** Begin Document excerpt **

Soaked the carb overnight, figured out how to put the fuel pump back together and started first pull! Idled a little high but didn't die. I don't know where I'm supposed to set the rich lean needle thing

Correction, dies after a minute and idles way to high.
not sure how to fix the idle, but its dying from the bad fuel pump


----------



## onthewater102 (Jul 24, 2014)

Usually you gently set the mix screw(s) and then back them off ~1 turn and adjust from there with the engine running in a tank. You'll need to fine tune the adjustment with the boat in the water idling in gear. Looking up instructions isn't too hard for most motors.

As far as the fuel pump - is it just a diaphragm internal? Those are cheap to replace/rebuild if it is (<$10)


----------



## josh870 (Jul 24, 2014)

cheapest pump i could find is $40 on amazon. i figured out the needle, but its definitely idling too high and i dont know how to fix that. and it sputters out when i try to slow it down to shift.

** End Document excerpt **

**Jobs**
- A) In the carburetor thread, why does the reply ask whether the fuel pump only needs an internal diaphragm?
- B) In the carburetor thread, what is the cheapest fuel pump the original poster could find?
- C) Write the next reply in the carburetor thread, following its last post.

** Begin Information supplied **

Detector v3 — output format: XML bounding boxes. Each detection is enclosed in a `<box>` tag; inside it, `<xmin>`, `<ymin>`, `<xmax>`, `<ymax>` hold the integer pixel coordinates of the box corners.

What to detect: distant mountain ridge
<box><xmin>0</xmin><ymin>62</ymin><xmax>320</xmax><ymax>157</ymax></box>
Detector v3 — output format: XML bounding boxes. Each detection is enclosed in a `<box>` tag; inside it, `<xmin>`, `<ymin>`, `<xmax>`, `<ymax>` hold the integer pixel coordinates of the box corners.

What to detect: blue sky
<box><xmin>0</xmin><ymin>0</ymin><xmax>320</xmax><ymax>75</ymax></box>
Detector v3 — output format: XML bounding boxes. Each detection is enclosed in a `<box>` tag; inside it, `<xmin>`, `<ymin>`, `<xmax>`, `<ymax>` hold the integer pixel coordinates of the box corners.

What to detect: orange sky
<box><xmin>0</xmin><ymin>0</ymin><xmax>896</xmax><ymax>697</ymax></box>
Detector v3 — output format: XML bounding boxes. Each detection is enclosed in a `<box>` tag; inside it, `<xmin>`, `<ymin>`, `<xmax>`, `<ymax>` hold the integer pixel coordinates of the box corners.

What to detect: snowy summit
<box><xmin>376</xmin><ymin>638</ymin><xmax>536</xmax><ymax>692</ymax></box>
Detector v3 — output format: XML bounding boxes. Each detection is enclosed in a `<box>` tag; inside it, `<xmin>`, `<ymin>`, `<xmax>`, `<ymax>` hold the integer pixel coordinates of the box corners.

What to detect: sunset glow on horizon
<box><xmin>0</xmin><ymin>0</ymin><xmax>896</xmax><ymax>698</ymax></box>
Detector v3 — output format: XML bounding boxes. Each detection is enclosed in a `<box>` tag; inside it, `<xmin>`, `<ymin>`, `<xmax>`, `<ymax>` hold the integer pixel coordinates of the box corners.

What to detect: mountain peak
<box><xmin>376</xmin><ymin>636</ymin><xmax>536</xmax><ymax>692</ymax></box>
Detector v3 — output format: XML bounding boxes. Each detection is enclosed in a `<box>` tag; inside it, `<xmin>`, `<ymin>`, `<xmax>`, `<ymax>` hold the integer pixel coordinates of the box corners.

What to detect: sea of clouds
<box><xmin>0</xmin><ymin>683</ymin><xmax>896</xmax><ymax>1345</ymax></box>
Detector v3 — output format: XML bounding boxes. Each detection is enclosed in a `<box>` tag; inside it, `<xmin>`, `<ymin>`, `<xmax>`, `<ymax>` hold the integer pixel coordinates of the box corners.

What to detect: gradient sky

** End Information supplied **

**Responses to the tasks**
- A) An internal diaphragm is cheap to replace or rebuild, costing under $10.

- B) A $40 pump on Amazon.

- C)
----------



## onthewater102 (Jul 24, 2014)

does your motor have a threaded rod connecting the throttle cable to the throttle plate? it could be that the rod needs adjustment too - that was the issue with mine


----------



## josh870 (Jul 24, 2014)

i think i might have just messed up putting the carb back together. i dont see any way of adjusting anything


----------



## fakirone (Jul 24, 2014)

[url=https://www.tinboats.net/forum/viewtopic.php?p=360321#p360321 said:


> onthewater102 » 21 Jul 2014, 10:02[/url]"]RULE #1 of buying used motors ALWAYS REPLACE THE IMPELLER AND LOWER UNIT OIL
> 
> 
> 
> ...


Yup, that was me. I even knew better. Would up spending almost $300 in parts and about a weeks worth of nights fixing the damage... and honestly I was lucky, no piston or cylinder damage. OR I could have replaced the impeller before running on the river (which I had to do anyways once I overheated it) and been done. 
I will NEVER run a motor again without know 100% positive how old the impeller is. Never.


----------



## josh870 (Jul 25, 2014)

Alright the motor starts up so beautifully but it dies when I give it throttle or slow it down


----------



## onthewater102 (Jul 25, 2014)

too rich


----------



## SumDumGuy (Jul 25, 2014)

[url=https://www.tinboats.net/forum/viewtopic.php?p=360957#p360957 said:


> onthewater102 » 25 Jul 2014, 13:51[/url]"]too rich



the share the wealth, bro! :LOL2:


----------



## josh870 (Jul 28, 2014)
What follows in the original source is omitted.